Copy the listing below, swapping every occurrence of "even-odd rule" for "nonzero winding rule" and leaving all other text as it is.

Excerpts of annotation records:

--- Begin ---

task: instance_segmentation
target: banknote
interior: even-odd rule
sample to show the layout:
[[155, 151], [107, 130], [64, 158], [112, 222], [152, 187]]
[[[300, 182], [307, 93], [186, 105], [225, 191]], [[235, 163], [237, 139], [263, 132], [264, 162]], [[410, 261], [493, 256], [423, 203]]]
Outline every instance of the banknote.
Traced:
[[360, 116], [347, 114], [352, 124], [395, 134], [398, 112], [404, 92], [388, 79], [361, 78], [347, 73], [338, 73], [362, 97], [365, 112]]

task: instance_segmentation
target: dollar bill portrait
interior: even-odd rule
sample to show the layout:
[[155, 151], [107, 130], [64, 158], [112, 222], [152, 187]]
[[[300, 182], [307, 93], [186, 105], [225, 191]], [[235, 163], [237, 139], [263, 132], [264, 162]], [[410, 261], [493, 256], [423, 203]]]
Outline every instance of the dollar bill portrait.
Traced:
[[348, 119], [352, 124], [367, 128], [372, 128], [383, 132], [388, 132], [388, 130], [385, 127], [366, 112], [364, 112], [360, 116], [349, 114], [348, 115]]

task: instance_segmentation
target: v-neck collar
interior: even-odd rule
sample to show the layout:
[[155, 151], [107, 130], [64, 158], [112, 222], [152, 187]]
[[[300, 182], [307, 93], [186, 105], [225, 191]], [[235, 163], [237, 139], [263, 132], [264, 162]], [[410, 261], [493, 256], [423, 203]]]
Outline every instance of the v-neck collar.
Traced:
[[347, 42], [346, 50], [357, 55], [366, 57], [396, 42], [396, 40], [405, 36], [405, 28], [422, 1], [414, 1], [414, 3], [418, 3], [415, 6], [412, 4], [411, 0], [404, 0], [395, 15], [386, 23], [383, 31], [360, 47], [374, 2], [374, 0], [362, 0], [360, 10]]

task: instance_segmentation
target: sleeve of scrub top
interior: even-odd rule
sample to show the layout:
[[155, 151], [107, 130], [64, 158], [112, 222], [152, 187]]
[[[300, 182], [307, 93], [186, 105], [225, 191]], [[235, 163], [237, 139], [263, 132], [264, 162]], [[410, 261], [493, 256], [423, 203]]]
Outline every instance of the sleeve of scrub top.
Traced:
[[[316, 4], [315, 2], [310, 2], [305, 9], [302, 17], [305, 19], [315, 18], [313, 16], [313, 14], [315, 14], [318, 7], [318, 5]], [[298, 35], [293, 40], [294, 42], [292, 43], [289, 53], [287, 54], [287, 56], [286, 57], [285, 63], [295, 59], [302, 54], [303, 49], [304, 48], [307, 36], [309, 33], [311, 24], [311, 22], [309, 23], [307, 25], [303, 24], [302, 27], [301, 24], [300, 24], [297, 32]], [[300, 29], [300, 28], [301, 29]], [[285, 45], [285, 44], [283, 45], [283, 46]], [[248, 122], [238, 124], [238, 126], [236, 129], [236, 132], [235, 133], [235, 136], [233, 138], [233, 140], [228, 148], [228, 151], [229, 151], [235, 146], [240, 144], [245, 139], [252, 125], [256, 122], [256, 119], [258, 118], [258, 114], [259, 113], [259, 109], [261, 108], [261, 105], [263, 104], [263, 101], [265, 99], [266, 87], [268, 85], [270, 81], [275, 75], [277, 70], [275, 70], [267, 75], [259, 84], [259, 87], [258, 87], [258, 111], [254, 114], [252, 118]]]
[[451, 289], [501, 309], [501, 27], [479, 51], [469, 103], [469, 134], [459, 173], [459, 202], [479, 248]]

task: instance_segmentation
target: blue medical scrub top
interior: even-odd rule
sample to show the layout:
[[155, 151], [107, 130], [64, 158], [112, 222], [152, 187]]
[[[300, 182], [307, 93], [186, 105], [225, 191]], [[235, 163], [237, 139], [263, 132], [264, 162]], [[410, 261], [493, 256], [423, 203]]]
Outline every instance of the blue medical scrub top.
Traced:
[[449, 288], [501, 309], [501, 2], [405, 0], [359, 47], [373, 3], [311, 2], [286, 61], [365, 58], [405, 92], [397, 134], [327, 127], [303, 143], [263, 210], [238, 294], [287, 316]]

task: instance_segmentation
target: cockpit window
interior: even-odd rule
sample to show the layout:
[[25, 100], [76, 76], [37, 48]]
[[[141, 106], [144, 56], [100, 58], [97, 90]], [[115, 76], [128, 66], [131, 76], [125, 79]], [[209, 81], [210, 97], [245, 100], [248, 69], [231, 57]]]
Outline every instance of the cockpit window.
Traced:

--- End ---

FINISHED EXERCISE:
task: instance_segmentation
target: banknote
interior: nonzero winding rule
sample to show the layout:
[[155, 151], [107, 130], [64, 158], [112, 222], [152, 187]]
[[[300, 182], [307, 93], [186, 105], [225, 191]], [[235, 163], [237, 139], [263, 132], [264, 162]], [[410, 261], [493, 256], [423, 203]]]
Outline every instance of the banknote.
Traced:
[[360, 116], [347, 114], [352, 124], [395, 134], [398, 112], [404, 92], [388, 79], [361, 78], [347, 73], [338, 73], [362, 97], [365, 112]]

task: instance_segmentation
target: dollar bill portrait
interior: nonzero winding rule
sample to show the layout:
[[155, 151], [107, 130], [64, 158], [112, 222], [152, 187]]
[[[300, 182], [307, 93], [186, 105], [225, 191]], [[235, 163], [237, 139], [263, 132], [264, 162]], [[410, 261], [493, 256], [423, 203]]]
Outline every instance of the dollar bill portrait.
Traced:
[[348, 119], [352, 124], [367, 128], [372, 128], [383, 132], [388, 132], [388, 130], [385, 127], [366, 112], [364, 112], [360, 116], [349, 114], [348, 115]]

task: instance_segmentation
target: v-neck collar
interior: nonzero winding rule
sample to show the layout:
[[155, 151], [107, 130], [64, 158], [112, 222], [152, 187]]
[[[300, 182], [307, 93], [186, 105], [225, 191]], [[235, 163], [237, 139], [263, 132], [264, 162]], [[410, 261], [493, 256], [423, 203]]]
Outline every instance of the v-neck collar.
Traced:
[[347, 42], [346, 50], [357, 55], [366, 57], [396, 42], [396, 40], [405, 36], [405, 28], [422, 1], [414, 1], [414, 3], [418, 3], [415, 6], [412, 4], [411, 0], [404, 0], [395, 15], [386, 23], [383, 31], [360, 47], [374, 2], [374, 0], [362, 0], [360, 10]]

task: instance_segmentation
target: sleeve of scrub top
interior: nonzero winding rule
sample to show the layout:
[[155, 151], [107, 130], [64, 158], [112, 222], [152, 187]]
[[[300, 182], [307, 93], [186, 105], [225, 191]], [[235, 163], [237, 139], [263, 132], [264, 162]], [[410, 261], [493, 256], [423, 203]]]
Outline every instance of the sleeve of scrub top.
Traced:
[[[316, 4], [315, 2], [310, 2], [305, 9], [302, 17], [305, 19], [315, 18], [313, 16], [313, 14], [315, 14], [318, 7], [318, 5]], [[298, 35], [293, 40], [294, 42], [292, 43], [289, 53], [287, 54], [287, 56], [286, 57], [285, 63], [295, 59], [302, 54], [303, 49], [304, 48], [307, 36], [309, 33], [311, 24], [311, 22], [309, 23], [307, 25], [303, 24], [302, 27], [301, 24], [300, 24], [297, 32]], [[300, 29], [300, 28], [301, 29]], [[285, 45], [285, 44], [283, 45], [283, 46]], [[248, 122], [238, 124], [238, 126], [236, 129], [236, 132], [235, 133], [235, 136], [233, 138], [233, 140], [228, 148], [228, 151], [229, 151], [235, 146], [240, 144], [245, 139], [252, 125], [256, 122], [256, 119], [258, 118], [258, 114], [259, 113], [259, 109], [261, 108], [261, 105], [263, 104], [263, 101], [265, 99], [266, 87], [268, 85], [270, 81], [275, 75], [277, 70], [275, 70], [267, 75], [259, 84], [259, 87], [258, 87], [258, 111], [254, 114], [252, 118]]]
[[451, 289], [501, 309], [501, 27], [479, 51], [469, 103], [469, 134], [459, 173], [459, 202], [479, 248]]

task: instance_segmentation
target: blue medical scrub top
interior: nonzero winding rule
sample to show the layout:
[[155, 151], [107, 130], [64, 158], [112, 222], [152, 187]]
[[[300, 182], [307, 93], [186, 105], [225, 191]], [[235, 163], [237, 139], [263, 132], [264, 162]], [[410, 261], [493, 256], [423, 203]]]
Outline every instance of the blue medical scrub top.
Traced:
[[449, 288], [501, 309], [501, 2], [405, 0], [359, 47], [373, 3], [311, 2], [286, 61], [365, 58], [405, 92], [397, 134], [327, 127], [303, 143], [263, 210], [238, 294], [287, 316]]

task: instance_segmentation
target: cockpit window
interior: nonzero winding rule
sample to show the layout:
[[25, 100], [76, 76], [37, 48]]
[[[141, 106], [144, 56], [100, 58], [97, 90]], [[115, 76], [128, 66], [131, 76], [125, 79]], [[209, 81], [210, 97], [245, 100], [248, 69], [231, 57]]]
Outline every instance of the cockpit window.
Traced:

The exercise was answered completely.